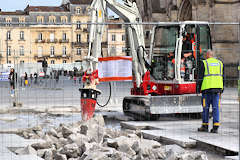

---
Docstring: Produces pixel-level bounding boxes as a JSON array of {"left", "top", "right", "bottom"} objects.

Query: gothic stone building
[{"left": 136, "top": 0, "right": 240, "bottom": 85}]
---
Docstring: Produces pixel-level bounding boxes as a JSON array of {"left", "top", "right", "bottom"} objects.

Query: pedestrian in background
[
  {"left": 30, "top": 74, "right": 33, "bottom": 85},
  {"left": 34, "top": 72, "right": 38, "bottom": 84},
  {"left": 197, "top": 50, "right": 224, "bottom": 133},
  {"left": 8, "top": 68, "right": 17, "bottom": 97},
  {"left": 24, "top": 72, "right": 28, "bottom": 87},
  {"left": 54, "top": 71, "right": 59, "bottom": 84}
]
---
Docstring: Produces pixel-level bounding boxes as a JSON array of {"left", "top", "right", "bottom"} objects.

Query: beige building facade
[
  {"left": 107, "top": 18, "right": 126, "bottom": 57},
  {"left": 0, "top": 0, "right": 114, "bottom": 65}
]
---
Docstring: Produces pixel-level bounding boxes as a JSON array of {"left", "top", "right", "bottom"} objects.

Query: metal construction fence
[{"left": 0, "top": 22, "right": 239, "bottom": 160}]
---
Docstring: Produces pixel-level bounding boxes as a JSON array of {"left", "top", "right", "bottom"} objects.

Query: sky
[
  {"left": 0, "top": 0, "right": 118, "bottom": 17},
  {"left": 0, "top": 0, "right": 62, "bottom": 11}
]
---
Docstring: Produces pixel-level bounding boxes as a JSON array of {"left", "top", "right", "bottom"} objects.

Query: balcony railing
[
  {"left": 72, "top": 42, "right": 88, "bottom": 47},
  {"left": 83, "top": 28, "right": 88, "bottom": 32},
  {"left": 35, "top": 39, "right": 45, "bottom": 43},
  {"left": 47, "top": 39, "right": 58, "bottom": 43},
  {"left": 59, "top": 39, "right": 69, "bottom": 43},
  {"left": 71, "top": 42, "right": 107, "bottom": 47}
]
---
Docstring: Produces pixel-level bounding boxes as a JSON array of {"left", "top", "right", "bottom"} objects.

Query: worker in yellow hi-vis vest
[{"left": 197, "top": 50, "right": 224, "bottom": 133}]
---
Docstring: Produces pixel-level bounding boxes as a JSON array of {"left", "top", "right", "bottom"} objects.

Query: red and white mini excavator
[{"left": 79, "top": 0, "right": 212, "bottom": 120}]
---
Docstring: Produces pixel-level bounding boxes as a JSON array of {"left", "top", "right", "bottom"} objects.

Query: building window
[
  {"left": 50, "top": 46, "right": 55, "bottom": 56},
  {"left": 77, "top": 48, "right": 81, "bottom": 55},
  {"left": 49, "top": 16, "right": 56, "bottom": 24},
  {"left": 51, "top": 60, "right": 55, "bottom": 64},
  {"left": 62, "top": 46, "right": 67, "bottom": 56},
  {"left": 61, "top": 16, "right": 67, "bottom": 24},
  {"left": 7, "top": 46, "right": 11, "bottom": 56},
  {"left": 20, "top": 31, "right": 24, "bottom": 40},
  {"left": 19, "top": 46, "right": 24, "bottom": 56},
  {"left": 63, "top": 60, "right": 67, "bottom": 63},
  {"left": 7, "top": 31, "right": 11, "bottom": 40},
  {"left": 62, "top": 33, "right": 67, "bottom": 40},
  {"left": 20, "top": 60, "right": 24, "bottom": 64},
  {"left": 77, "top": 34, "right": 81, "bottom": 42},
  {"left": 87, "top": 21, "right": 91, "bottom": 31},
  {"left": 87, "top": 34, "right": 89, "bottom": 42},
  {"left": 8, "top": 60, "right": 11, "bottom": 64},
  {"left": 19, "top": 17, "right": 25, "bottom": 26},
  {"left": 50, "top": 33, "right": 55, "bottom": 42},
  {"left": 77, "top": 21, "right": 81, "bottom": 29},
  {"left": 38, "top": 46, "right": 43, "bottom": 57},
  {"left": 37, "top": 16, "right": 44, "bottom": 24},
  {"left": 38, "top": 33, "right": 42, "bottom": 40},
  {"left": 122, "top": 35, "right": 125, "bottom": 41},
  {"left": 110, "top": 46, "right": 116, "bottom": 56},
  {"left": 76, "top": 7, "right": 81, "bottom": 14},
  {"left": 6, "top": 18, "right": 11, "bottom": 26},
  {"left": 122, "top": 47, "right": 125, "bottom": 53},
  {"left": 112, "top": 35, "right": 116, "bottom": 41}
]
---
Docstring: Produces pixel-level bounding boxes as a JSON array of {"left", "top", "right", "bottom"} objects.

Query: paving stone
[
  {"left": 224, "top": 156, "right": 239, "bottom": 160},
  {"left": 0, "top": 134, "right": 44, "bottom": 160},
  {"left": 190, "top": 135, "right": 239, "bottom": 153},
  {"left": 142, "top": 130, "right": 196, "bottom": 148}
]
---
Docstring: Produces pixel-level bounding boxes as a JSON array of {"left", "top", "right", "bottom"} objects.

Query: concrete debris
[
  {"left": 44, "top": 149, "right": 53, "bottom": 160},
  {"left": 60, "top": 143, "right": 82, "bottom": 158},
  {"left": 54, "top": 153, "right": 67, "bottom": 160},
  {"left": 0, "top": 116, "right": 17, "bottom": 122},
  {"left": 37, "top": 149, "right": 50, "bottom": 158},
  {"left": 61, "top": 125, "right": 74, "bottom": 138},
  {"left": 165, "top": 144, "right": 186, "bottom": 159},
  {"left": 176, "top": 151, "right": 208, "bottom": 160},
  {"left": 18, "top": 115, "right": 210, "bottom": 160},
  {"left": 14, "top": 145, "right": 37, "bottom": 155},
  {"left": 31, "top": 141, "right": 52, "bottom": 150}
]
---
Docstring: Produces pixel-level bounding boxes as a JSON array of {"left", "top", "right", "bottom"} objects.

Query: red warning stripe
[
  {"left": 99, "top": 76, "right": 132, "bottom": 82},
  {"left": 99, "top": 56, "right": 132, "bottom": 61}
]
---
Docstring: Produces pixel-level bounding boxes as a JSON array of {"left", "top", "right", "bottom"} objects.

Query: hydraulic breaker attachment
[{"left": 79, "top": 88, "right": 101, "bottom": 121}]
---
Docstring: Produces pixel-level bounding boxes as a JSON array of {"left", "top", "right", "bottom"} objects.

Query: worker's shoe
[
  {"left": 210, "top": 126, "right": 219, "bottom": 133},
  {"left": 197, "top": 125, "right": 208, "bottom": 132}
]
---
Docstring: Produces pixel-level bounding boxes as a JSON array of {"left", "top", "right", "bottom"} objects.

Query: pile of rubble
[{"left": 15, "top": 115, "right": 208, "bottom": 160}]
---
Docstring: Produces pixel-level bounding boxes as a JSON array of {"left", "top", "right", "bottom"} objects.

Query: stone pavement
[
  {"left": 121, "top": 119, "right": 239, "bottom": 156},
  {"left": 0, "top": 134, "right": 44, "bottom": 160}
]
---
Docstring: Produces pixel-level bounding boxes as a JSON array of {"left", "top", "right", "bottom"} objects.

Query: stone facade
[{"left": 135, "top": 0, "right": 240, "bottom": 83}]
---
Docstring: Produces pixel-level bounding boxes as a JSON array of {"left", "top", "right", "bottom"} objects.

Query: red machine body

◆ ◆ ◆ ◆ ◆ ◆ ◆

**WHAT IS BEING ASKED**: Copy every line of the data exactly as written, excluding the pictures.

**EXERCISE ANSWER**:
---
Docstring: Produces pixel-level bounding boxes as a JSON array of {"left", "top", "right", "bottom"} objects.

Query: gothic stone building
[{"left": 136, "top": 0, "right": 240, "bottom": 85}]
---
Docstring: Produces pixel-level bounding boxes as a JSON array of {"left", "top", "right", "bottom"} objects.

Query: pedestrian in background
[
  {"left": 30, "top": 74, "right": 33, "bottom": 85},
  {"left": 34, "top": 72, "right": 38, "bottom": 84},
  {"left": 197, "top": 50, "right": 224, "bottom": 133},
  {"left": 8, "top": 68, "right": 17, "bottom": 97},
  {"left": 24, "top": 72, "right": 28, "bottom": 87},
  {"left": 54, "top": 71, "right": 59, "bottom": 84}
]
---
Docstring: Produces pixel-level bounding boxes as a JSON array of {"left", "top", "right", "bottom"} objects.

Query: beige building facade
[
  {"left": 107, "top": 18, "right": 126, "bottom": 57},
  {"left": 0, "top": 0, "right": 114, "bottom": 65}
]
---
Docstring: Produces pixel-level bounding boxes as a JSON array of {"left", "top", "right", "bottom"} objects.

Query: metal construction fence
[{"left": 0, "top": 22, "right": 239, "bottom": 160}]
---
Docstring: Produces pixel-level bounding boxes as a JSON array of {"left", "top", "right", "bottom"} objects.

Query: sky
[
  {"left": 0, "top": 0, "right": 118, "bottom": 17},
  {"left": 0, "top": 0, "right": 62, "bottom": 11}
]
---
Docstring: Produces pixel-level bounding boxes as a JSON array of {"left", "top", "right", "bottom"} objects.

Query: balcony railing
[
  {"left": 72, "top": 42, "right": 88, "bottom": 47},
  {"left": 83, "top": 28, "right": 88, "bottom": 32},
  {"left": 35, "top": 39, "right": 45, "bottom": 43},
  {"left": 47, "top": 39, "right": 58, "bottom": 43},
  {"left": 59, "top": 39, "right": 69, "bottom": 43},
  {"left": 71, "top": 42, "right": 107, "bottom": 47}
]
---
Docstring: Produces pixel-level bounding boxes as a JSON array of {"left", "top", "right", "bottom"} objects.

Query: worker in yellow hi-vis vest
[{"left": 197, "top": 50, "right": 224, "bottom": 133}]
---
Docstring: Produces pixel-level bounding boxes as a JSON array of {"left", "top", "right", "bottom"} objects.

Query: red and white mini excavator
[{"left": 79, "top": 0, "right": 212, "bottom": 120}]
---
Docstring: Produces pixel-level bounding boxes as a JSON array of {"left", "top", "right", "bottom"} objects.

Query: building window
[
  {"left": 50, "top": 46, "right": 55, "bottom": 56},
  {"left": 77, "top": 48, "right": 81, "bottom": 55},
  {"left": 49, "top": 16, "right": 56, "bottom": 24},
  {"left": 51, "top": 60, "right": 55, "bottom": 64},
  {"left": 62, "top": 46, "right": 67, "bottom": 56},
  {"left": 61, "top": 16, "right": 67, "bottom": 24},
  {"left": 7, "top": 46, "right": 11, "bottom": 56},
  {"left": 20, "top": 31, "right": 24, "bottom": 40},
  {"left": 19, "top": 46, "right": 24, "bottom": 56},
  {"left": 63, "top": 60, "right": 67, "bottom": 63},
  {"left": 7, "top": 31, "right": 11, "bottom": 40},
  {"left": 62, "top": 33, "right": 67, "bottom": 40},
  {"left": 20, "top": 60, "right": 24, "bottom": 64},
  {"left": 77, "top": 34, "right": 81, "bottom": 42},
  {"left": 87, "top": 21, "right": 91, "bottom": 31},
  {"left": 87, "top": 34, "right": 89, "bottom": 42},
  {"left": 8, "top": 60, "right": 11, "bottom": 64},
  {"left": 19, "top": 17, "right": 25, "bottom": 26},
  {"left": 50, "top": 33, "right": 55, "bottom": 42},
  {"left": 77, "top": 21, "right": 81, "bottom": 29},
  {"left": 38, "top": 46, "right": 43, "bottom": 57},
  {"left": 37, "top": 16, "right": 44, "bottom": 24},
  {"left": 38, "top": 33, "right": 42, "bottom": 40},
  {"left": 122, "top": 35, "right": 125, "bottom": 41},
  {"left": 110, "top": 46, "right": 116, "bottom": 56},
  {"left": 76, "top": 7, "right": 81, "bottom": 14},
  {"left": 6, "top": 18, "right": 11, "bottom": 26},
  {"left": 122, "top": 47, "right": 125, "bottom": 53},
  {"left": 112, "top": 35, "right": 116, "bottom": 41}
]
---
Docstring: Produces pixel-level bounding boxes as a JSON array of {"left", "top", "right", "bottom"} objects.

Query: paving stone
[
  {"left": 224, "top": 156, "right": 239, "bottom": 160},
  {"left": 0, "top": 134, "right": 44, "bottom": 160},
  {"left": 190, "top": 135, "right": 239, "bottom": 153},
  {"left": 142, "top": 130, "right": 196, "bottom": 148}
]
---
Docstring: Produces pixel-level bounding boxes as a JSON array of {"left", "top", "right", "bottom"} objects.

Query: concrete debris
[
  {"left": 44, "top": 149, "right": 53, "bottom": 160},
  {"left": 60, "top": 143, "right": 82, "bottom": 158},
  {"left": 54, "top": 153, "right": 67, "bottom": 160},
  {"left": 0, "top": 116, "right": 17, "bottom": 122},
  {"left": 37, "top": 149, "right": 50, "bottom": 158},
  {"left": 61, "top": 125, "right": 74, "bottom": 138},
  {"left": 165, "top": 144, "right": 186, "bottom": 159},
  {"left": 176, "top": 151, "right": 208, "bottom": 160},
  {"left": 18, "top": 115, "right": 210, "bottom": 160},
  {"left": 14, "top": 145, "right": 37, "bottom": 155},
  {"left": 31, "top": 141, "right": 52, "bottom": 150}
]
---
Docstring: Produces pixel-level bounding boxes as a JSON array of {"left", "top", "right", "bottom"} objects.

Query: red warning stripe
[
  {"left": 99, "top": 76, "right": 132, "bottom": 82},
  {"left": 99, "top": 56, "right": 132, "bottom": 61}
]
---
Docstring: Produces pixel-level bounding boxes as a JSON array of {"left", "top", "right", "bottom"} objects.

Query: hydraulic breaker attachment
[{"left": 79, "top": 88, "right": 101, "bottom": 121}]
---
Docstring: Produces pixel-level bounding boxes as a JSON array of {"left", "top", "right", "bottom"} objects.

Query: worker's shoe
[
  {"left": 210, "top": 126, "right": 219, "bottom": 133},
  {"left": 197, "top": 125, "right": 208, "bottom": 132}
]
---
Docstring: Produces pixel-level bounding boxes as a JSON array of {"left", "top", "right", "bottom"} objects.

Query: pile of rubble
[{"left": 15, "top": 115, "right": 208, "bottom": 160}]
---
Docstring: Produces pixel-level bounding boxes as a JSON array of {"left", "top", "right", "bottom"} objects.

Query: stone pavement
[
  {"left": 121, "top": 119, "right": 239, "bottom": 156},
  {"left": 0, "top": 134, "right": 44, "bottom": 160}
]
---
Docstring: Produces pixel-level bounding boxes as a JSON array of {"left", "top", "right", "bottom"} objects.

Query: stone facade
[{"left": 135, "top": 0, "right": 240, "bottom": 83}]
---
Docstring: Produces pixel-level bounding boxes as a JSON array of {"left", "top", "right", "bottom"} objects.

Query: red machine body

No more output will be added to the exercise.